The data needs to be returned in full, exactly as it reads.
INPUT DATA section start
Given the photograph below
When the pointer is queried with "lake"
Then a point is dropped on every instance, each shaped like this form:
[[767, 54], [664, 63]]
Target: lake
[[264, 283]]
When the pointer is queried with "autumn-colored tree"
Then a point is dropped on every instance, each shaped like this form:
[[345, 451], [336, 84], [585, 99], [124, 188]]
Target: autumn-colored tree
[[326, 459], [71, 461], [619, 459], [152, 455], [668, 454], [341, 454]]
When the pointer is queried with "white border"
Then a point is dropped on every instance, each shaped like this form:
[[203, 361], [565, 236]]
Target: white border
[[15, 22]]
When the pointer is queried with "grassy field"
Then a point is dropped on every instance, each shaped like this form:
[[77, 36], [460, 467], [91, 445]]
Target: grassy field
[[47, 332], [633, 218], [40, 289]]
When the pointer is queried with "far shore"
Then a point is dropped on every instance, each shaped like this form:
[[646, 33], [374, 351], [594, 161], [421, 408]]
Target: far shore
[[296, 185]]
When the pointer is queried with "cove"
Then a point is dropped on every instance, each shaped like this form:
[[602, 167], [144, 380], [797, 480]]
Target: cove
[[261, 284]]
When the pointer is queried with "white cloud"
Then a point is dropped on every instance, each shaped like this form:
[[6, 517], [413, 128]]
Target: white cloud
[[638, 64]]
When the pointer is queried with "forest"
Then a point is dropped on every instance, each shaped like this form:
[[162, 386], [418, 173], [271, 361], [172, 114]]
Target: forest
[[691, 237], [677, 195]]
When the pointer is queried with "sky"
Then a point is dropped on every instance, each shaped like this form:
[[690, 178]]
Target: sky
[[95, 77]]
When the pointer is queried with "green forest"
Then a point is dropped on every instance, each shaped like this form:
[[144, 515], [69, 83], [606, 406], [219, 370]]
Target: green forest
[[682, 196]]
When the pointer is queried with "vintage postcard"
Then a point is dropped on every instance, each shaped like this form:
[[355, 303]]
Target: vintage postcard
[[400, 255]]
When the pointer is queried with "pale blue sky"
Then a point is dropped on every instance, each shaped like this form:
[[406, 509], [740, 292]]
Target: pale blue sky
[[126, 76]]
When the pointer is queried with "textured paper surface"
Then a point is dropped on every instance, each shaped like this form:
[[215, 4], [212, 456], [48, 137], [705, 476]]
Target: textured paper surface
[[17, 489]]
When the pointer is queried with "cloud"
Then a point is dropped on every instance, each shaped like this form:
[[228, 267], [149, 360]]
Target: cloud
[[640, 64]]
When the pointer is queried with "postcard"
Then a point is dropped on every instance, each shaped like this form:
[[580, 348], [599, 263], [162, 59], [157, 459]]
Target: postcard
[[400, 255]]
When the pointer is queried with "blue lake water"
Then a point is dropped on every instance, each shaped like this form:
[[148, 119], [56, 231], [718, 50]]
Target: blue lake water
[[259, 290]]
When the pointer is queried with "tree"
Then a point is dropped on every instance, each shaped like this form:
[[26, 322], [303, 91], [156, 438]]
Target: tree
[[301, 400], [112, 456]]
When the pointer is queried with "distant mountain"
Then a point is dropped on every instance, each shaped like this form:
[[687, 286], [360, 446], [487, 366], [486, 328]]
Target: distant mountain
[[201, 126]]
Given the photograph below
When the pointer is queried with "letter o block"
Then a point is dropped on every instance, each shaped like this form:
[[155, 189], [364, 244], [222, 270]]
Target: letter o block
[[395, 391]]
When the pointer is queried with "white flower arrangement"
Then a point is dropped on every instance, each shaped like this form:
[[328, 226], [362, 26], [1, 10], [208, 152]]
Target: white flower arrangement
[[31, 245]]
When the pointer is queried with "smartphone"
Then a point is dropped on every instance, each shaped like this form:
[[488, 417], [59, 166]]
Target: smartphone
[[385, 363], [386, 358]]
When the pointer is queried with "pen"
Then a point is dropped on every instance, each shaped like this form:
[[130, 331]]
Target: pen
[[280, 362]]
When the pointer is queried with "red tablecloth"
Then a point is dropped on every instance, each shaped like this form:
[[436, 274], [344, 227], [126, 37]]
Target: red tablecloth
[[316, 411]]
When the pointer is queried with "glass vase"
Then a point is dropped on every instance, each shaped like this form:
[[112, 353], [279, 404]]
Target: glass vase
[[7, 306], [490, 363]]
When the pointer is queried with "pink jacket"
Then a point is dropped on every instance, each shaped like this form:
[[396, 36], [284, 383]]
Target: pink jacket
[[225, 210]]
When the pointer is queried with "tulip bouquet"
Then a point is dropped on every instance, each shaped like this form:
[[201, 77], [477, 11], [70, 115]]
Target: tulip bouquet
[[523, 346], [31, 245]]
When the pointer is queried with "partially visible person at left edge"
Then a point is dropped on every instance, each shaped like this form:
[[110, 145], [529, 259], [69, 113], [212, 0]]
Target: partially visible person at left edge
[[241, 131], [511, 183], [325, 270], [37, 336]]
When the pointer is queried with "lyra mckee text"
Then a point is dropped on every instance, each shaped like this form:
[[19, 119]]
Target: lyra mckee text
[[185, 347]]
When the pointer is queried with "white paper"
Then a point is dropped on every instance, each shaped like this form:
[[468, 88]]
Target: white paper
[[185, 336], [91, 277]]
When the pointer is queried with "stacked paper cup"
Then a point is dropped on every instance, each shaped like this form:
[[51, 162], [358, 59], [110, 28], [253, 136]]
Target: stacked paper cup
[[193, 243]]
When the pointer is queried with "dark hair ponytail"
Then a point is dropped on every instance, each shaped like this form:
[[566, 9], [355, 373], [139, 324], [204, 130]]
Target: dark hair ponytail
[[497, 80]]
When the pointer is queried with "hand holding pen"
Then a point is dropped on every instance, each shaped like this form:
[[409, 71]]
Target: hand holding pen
INPUT DATA section end
**EXERCISE RESULT:**
Given the photograph below
When the pointer is queried with "lake"
Then a point is dropped on every instance, each shaped like this form:
[[767, 54], [664, 63]]
Target: lake
[[264, 283]]
When the pointer is queried with "autumn-colored tree"
Then a point is dropped on every instance, each shaped like this form:
[[345, 451], [336, 84], [585, 99], [124, 188]]
Target: autumn-colored tree
[[326, 459], [71, 461], [619, 459], [152, 455], [668, 454], [341, 454]]
When the pointer is queried with "white border"
Then a point is dropped on every instance, each shaped like this form:
[[203, 361], [565, 236]]
Target: white border
[[15, 22]]
When the pointer is queried with "grassy field"
Then a point is dropped on every instance, each shaped like this form:
[[77, 36], [460, 467], [91, 445]]
Target: grassy field
[[47, 332], [633, 218], [40, 289]]
When the pointer is queried with "far shore"
Then a point is dropped on every instance, each shaped like this form:
[[646, 33], [374, 351], [594, 161], [421, 408]]
Target: far shore
[[296, 185]]
When the pointer is queried with "cove"
Then a point is dropped on every instance, each shaped like this form:
[[602, 167], [144, 380], [797, 480]]
Target: cove
[[261, 284]]
When the pointer is queried with "white cloud"
Then a point is dropped on every instance, each shaped like this form:
[[6, 517], [413, 128]]
Target: white cloud
[[638, 64]]
When the pointer is queried with "forest"
Then a point is dropped on every instance, each shaped like this form:
[[162, 386], [418, 173], [271, 361], [172, 114]]
Target: forest
[[691, 237], [677, 195]]
When the pointer is queried with "sky"
Then a point is dropped on every instance, each shaped like this form:
[[690, 178]]
Target: sky
[[95, 77]]
When the pointer is queried with "green forest"
Then a point is dropped on every instance, each shaped like this form:
[[144, 515], [69, 83], [606, 406], [219, 370]]
Target: green forest
[[682, 196]]
When the pointer is queried with "vintage postcard"
Then a point is dropped on every instance, each shaped like this form:
[[355, 303]]
Target: vintage postcard
[[400, 255]]
When the pointer is queried with "pale blue sky"
Then a point is dropped on every instance, each shaped like this form:
[[406, 509], [740, 292]]
Target: pale blue sky
[[126, 76]]
When the pointer is queried with "textured paper surface"
Then a point is dropped on every instance, each shaped like this form:
[[215, 4], [212, 456], [48, 137], [705, 476]]
Target: textured paper surface
[[17, 489]]
When the pointer is queried with "cloud"
Then a point is dropped on every instance, each shaped like this form:
[[228, 267], [149, 360]]
Target: cloud
[[640, 64]]
When the pointer is queried with "postcard"
Then a point is dropped on every instance, each shaped like this form:
[[580, 348], [599, 263], [162, 59], [157, 459]]
Target: postcard
[[400, 255]]
When the pointer is queried with "blue lake water"
Then a point is dropped on every instance, each shaped like this form:
[[148, 119], [56, 231], [718, 50]]
Target: blue lake water
[[259, 290]]
When the pointer is queried with "tree"
Then a point is dropped on every instance, each shaped like this form:
[[26, 322], [303, 91], [156, 438]]
Target: tree
[[301, 400], [112, 456]]
When the pointer is queried with "distant mountain"
Then a point is dropped on every instance, each shaped like this form:
[[687, 286], [360, 446], [487, 366], [486, 328]]
Target: distant mountain
[[201, 126]]
Given the photograph below
When the pointer is queried with "letter o block"
Then a point is dropped on every instance, each shaped like this form:
[[155, 189], [364, 244], [222, 270]]
Target: letter o block
[[395, 391]]
When the pointer is queried with "white flower arrangement"
Then a point is dropped on every instance, each shaped like this form:
[[328, 226], [362, 26], [1, 10], [208, 152]]
Target: white flower arrangement
[[31, 245]]
When the pointer is queried with "smartphone"
Then a point is dropped on every instance, each shaped like this form:
[[488, 417], [59, 166]]
Target: smartphone
[[385, 363], [386, 358]]
When the pointer is queried with "pen"
Then a point is dropped on every instance, each shaped like this form:
[[130, 331]]
Target: pen
[[280, 362]]
When the pointer is queried with "red tablecloth"
Then a point is dropped on every instance, each shaped like this form:
[[436, 274], [344, 227], [126, 37]]
Target: red tablecloth
[[316, 411]]
When the pointer is queried with "glass vase"
Then a point is dropped on every instance, each shaped like this form:
[[112, 353], [279, 404]]
Target: glass vase
[[7, 306], [490, 363]]
When the pointer is queried with "pink jacket"
Then a point is dropped on every instance, each shaped like this form:
[[396, 36], [284, 383]]
Target: pink jacket
[[225, 210]]
When the pointer is queried with "tulip bouquet"
Then a point is dropped on every instance, each shaped like this form:
[[201, 77], [477, 11], [70, 115]]
Target: tulip bouquet
[[523, 346], [31, 245]]
When the pointer is queried with "partially visible person at left edge"
Then a point is dropped on every instance, each shaped like this form:
[[110, 145], [529, 259], [69, 113], [212, 0]]
Target: partially visible person at left edge
[[241, 131], [511, 183], [325, 270], [37, 336]]
When the pointer is queried with "lyra mckee text"
Then a point is dropped on every instance, each shaped like this form:
[[19, 119]]
Target: lyra mckee text
[[185, 347]]
When the pointer is queried with "white paper"
Then a point is dropped on every instance, each shaped like this form:
[[468, 88]]
Target: white paper
[[185, 336], [91, 277]]
When the pointer is queried with "stacked paper cup"
Then a point is dropped on every instance, each shaped like this form:
[[51, 162], [358, 59], [110, 28], [253, 136]]
Target: stacked paper cup
[[193, 243]]
When the pointer is queried with "dark hair ponytail"
Then a point is dropped on every instance, each shaped like this form:
[[566, 9], [355, 373], [139, 324], [204, 130]]
Target: dark hair ponytail
[[497, 80]]
When the pointer is queried with "hand holding pen"
Then a point is dropped on every instance, each shaped like this form:
[[409, 71]]
Target: hand holding pen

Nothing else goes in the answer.